**Document extract:**
Function petgraph::algo::condensation
source · [−]pub fn condensation<N, E, Ty, Ix>(
g: Graph<N, E, Ty, Ix>,
make_acyclic: bool
) -> Graph<Vec<N>, E, Ty, Ix>where
Ty: EdgeType,
Ix: IndexType,
Expand description
Graph Condense every strongly connected component into a single node and return the result.
If make_acyclic
is true, self-loops and multi edges are ignored, guaranteeing that
the output is acyclic.
Example
use petgraph::Graph;
use petgraph::algo::condensation;
use petgraph::prelude::*;
let mut graph : Graph<(),(),Directed> = Graph::new();
let a = graph.add_node(()); // node with no weight
let b = graph.add_node(());
let c = graph.add_node(());
let d = graph.add_node(());
let e = graph.add_node(());
let f = graph.add_node(());
let g = graph.add_node(());
let h = graph.add_node(());
graph.extend_with_edges(&[
(a, b),
(b, c),
(c, d),
(d, a),
(b, e),
(e, f),
(f, g),
(g, h),
(h, e)
]);
// a ----> b ----> e ----> f
// ^ | ^ |
// | v | v
// d <---- c h <---- g
let condensed_graph = condensation(graph,false);
let A = NodeIndex::new(0);
let B = NodeIndex::new(1);
assert_eq!(condensed_graph.node_count(), 2);
assert_eq!(condensed_graph.edge_count(), 9);
assert_eq!(condensed_graph.neighbors(A).collect::<Vec<_>>(), vec![A, A, A, A]);
assert_eq!(condensed_graph.neighbors(B).collect::<Vec<_>>(), vec![A, B, B, B, B]);
If make_acyclic
is true, self-loops and multi edges are ignored:
let acyclic_condensed_graph = condensation(graph, true);
let A = NodeIndex::new(0);
let B = NodeIndex::new(1);
assert_eq!(acyclic_condensed_graph.node_count(), 2);
assert_eq!(acyclic_condensed_graph.edge_count(), 1);
assert_eq!(acyclic_condensed_graph.neighbors(B).collect::<Vec<_>>(), vec![A]);

Rows excerpted from a collection:
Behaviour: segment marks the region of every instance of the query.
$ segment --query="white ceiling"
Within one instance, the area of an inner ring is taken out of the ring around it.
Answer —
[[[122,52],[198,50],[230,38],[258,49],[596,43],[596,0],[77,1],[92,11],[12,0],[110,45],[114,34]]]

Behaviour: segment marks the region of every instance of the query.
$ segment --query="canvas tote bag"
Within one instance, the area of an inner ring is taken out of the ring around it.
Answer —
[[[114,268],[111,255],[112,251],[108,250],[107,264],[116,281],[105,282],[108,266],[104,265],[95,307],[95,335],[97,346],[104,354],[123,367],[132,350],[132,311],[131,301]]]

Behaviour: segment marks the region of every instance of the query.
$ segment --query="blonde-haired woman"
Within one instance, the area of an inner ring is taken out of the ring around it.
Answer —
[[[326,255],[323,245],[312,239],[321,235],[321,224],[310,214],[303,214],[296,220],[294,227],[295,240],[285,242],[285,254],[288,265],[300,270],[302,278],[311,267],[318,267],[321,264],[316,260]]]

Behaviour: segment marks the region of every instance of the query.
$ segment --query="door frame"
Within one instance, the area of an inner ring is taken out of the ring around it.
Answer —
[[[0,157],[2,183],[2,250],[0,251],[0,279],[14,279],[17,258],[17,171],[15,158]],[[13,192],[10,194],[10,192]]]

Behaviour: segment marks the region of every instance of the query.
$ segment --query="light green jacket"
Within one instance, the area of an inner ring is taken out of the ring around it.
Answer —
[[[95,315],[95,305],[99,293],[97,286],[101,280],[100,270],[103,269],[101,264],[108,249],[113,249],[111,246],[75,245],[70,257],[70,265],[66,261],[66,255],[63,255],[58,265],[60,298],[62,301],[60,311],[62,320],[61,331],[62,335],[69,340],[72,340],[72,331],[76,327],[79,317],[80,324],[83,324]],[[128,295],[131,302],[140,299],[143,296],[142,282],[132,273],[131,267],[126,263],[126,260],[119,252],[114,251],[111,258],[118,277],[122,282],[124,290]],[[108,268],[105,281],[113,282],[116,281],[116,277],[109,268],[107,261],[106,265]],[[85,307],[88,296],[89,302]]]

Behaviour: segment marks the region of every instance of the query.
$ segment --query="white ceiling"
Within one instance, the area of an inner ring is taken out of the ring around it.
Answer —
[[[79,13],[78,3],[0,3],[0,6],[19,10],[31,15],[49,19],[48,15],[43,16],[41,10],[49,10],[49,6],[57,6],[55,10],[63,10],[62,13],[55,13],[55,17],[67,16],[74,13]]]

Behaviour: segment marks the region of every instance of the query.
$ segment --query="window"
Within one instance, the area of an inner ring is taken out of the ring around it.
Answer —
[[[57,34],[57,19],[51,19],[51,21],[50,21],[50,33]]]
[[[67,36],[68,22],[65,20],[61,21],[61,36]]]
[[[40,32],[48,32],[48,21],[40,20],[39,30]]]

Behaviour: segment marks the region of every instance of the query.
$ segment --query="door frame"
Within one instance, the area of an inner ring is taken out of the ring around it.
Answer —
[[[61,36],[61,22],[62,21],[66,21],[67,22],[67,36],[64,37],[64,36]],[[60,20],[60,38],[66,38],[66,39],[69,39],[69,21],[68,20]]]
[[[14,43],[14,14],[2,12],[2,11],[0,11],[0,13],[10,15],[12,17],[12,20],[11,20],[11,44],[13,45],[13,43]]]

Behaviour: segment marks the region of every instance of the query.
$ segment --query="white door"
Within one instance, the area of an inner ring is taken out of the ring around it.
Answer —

**Objective:** Please echo the part of the petgraph condensation page above, starting at "Function petgraph::algo::condensation" and ending at "return the result.".

**Result of this task:**
Function petgraph::algo::condensation
source · [−]pub fn condensation<N, E, Ty, Ix>(
g: Graph<N, E, Ty, Ix>,
make_acyclic: bool
) -> Graph<Vec<N>, E, Ty, Ix>where
Ty: EdgeType,
Ix: IndexType,
Expand description
Graph Condense every strongly connected component into a single node and return the result.